Lines before the one containing "Indicate the drawer with" are excluded. Repeat that line and every line after it, exactly.

--- START Source records ---

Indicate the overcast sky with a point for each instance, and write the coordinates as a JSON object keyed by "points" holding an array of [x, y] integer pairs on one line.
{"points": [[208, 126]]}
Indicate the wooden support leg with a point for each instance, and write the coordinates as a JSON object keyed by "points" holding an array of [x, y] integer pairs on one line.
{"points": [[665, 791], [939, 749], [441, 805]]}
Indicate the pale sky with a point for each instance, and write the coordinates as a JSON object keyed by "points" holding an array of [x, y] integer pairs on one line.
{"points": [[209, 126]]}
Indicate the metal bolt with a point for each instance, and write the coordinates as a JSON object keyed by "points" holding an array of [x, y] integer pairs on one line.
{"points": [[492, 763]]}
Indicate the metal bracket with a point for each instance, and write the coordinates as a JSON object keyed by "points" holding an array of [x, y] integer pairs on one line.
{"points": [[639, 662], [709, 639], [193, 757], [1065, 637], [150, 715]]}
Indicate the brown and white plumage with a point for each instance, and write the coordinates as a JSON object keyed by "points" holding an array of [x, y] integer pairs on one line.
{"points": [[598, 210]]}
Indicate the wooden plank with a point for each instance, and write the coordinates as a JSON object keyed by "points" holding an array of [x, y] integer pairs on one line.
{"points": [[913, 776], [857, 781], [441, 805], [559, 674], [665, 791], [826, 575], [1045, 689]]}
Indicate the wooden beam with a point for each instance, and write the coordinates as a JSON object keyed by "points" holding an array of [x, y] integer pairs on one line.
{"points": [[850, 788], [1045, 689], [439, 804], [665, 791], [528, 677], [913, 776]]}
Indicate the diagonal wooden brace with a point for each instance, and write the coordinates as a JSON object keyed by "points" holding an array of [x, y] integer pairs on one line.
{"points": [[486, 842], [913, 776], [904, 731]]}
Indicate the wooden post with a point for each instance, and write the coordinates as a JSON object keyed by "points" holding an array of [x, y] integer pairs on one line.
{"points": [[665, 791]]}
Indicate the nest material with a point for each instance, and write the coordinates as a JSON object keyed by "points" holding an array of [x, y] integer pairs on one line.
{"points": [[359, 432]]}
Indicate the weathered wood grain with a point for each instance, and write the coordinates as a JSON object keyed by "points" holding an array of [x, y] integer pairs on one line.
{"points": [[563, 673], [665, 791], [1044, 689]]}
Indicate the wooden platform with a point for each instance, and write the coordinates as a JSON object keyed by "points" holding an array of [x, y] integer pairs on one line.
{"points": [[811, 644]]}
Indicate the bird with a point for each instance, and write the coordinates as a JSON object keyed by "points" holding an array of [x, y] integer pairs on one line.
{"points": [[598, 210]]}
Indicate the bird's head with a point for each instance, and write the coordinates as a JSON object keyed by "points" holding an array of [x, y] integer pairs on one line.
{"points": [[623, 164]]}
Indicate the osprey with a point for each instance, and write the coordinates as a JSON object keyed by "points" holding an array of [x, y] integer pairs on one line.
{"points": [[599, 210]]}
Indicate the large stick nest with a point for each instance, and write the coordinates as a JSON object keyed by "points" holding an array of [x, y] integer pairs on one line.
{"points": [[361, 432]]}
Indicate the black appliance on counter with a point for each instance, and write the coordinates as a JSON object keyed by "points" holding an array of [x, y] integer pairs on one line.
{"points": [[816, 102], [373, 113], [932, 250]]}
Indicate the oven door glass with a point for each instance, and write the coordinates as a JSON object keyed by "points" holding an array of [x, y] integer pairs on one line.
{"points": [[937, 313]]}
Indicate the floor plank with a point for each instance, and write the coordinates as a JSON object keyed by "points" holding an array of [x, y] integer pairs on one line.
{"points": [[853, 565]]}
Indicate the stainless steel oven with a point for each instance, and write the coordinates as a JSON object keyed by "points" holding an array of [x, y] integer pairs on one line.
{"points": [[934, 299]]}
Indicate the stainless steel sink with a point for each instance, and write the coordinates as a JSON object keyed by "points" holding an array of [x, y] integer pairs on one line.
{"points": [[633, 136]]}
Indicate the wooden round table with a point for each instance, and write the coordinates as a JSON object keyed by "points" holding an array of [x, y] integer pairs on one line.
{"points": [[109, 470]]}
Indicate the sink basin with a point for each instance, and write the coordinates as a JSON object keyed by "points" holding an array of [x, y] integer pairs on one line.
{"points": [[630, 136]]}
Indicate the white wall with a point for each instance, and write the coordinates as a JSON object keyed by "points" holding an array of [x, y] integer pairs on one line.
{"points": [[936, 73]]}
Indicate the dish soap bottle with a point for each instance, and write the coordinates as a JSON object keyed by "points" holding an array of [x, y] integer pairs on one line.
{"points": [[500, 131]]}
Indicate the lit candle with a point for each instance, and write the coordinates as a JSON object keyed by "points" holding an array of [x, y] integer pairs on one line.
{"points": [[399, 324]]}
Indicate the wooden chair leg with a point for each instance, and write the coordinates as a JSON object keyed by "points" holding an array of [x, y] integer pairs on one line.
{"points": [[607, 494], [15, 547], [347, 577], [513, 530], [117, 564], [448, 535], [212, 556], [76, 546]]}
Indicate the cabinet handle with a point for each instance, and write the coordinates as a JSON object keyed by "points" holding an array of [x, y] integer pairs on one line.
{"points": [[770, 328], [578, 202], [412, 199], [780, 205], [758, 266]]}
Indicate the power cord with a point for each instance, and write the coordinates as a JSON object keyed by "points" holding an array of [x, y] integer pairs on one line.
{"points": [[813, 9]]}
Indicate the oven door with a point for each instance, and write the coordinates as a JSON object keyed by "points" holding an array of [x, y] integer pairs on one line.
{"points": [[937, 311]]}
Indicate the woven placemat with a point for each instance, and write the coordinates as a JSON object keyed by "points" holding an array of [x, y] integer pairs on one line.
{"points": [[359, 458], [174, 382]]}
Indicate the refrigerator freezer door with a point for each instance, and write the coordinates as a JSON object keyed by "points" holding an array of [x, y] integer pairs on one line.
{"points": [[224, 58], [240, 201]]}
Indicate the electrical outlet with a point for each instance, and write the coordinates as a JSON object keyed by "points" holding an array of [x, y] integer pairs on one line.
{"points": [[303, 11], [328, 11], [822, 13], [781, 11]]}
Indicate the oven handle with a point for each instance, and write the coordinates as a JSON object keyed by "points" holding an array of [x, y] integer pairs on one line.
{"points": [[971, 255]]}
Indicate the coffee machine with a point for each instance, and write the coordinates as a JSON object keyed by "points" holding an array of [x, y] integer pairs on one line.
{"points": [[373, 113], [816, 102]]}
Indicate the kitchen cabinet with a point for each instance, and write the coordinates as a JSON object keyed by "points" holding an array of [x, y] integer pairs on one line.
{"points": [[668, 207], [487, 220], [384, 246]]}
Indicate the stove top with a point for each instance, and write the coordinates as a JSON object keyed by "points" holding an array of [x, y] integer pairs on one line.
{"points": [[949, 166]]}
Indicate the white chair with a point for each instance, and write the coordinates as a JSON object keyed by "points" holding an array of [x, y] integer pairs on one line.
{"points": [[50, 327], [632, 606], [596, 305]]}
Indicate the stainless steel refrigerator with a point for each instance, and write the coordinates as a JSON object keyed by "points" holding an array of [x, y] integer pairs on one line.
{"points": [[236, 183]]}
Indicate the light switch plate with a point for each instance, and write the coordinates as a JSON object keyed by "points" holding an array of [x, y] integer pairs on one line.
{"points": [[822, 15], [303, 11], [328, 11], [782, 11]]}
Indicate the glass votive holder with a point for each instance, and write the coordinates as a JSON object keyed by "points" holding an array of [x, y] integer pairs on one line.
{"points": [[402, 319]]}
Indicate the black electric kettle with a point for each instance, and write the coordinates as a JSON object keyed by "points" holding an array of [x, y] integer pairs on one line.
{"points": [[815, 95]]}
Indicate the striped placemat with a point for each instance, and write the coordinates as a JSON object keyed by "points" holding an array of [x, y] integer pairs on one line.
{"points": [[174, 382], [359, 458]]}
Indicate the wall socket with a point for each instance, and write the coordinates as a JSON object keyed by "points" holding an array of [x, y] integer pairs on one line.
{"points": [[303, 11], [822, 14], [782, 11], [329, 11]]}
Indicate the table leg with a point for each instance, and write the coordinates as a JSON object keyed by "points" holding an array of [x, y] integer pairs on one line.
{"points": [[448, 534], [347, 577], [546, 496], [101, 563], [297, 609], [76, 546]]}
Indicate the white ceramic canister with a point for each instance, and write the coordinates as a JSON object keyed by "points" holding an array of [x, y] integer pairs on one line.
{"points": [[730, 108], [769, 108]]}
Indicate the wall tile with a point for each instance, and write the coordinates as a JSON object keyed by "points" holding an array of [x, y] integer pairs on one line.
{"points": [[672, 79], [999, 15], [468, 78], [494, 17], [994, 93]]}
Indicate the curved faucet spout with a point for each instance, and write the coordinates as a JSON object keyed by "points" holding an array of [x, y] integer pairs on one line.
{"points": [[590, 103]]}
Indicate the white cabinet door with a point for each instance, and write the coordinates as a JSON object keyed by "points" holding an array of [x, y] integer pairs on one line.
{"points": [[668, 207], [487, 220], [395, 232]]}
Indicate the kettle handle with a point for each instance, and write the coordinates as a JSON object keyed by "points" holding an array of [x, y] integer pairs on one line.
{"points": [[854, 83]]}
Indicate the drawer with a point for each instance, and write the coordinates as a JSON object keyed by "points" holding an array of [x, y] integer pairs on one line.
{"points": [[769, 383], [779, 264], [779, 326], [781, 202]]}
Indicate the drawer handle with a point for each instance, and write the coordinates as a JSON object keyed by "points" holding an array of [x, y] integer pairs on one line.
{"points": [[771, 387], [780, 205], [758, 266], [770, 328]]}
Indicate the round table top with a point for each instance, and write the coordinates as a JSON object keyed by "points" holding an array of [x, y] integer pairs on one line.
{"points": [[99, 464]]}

--- END Source records ---

§ Finished exercise:
Indicate the drawer with a point for each instance, and write the coordinates as a JSON object keyed by "points" holding an array of [x, y] integer pairs on one line.
{"points": [[769, 383], [779, 264], [779, 326], [781, 202]]}
Indicate the drawer handle with a point for each instance, and write the coordinates as a JSON object keyed by "points" holding an array of [x, y] integer pairs on one line.
{"points": [[771, 387], [780, 205], [758, 266], [770, 328]]}
Indicate the round table top with a point for each instance, and write the coordinates as a JSON object keyed by "points" holding an array of [x, y] integer pairs on one line.
{"points": [[99, 464]]}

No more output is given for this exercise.